**Action item:** Filter the entries for the string "above". Copy each line that has it.
*** Data for this exercise ***
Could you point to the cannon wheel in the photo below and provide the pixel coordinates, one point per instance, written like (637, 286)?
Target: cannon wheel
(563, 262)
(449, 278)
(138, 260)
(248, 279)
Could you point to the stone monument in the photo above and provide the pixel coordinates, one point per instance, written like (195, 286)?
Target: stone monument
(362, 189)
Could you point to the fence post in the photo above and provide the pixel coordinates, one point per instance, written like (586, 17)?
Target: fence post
*** End of Data for this exercise ***
**Exercise answer:**
Could you point to the stone monument in the photo above and provide the pixel coordinates, one point per instance, written like (195, 286)?
Could you point to the fence post in the photo above and provide the pixel coordinates, one point per instance, written like (586, 17)?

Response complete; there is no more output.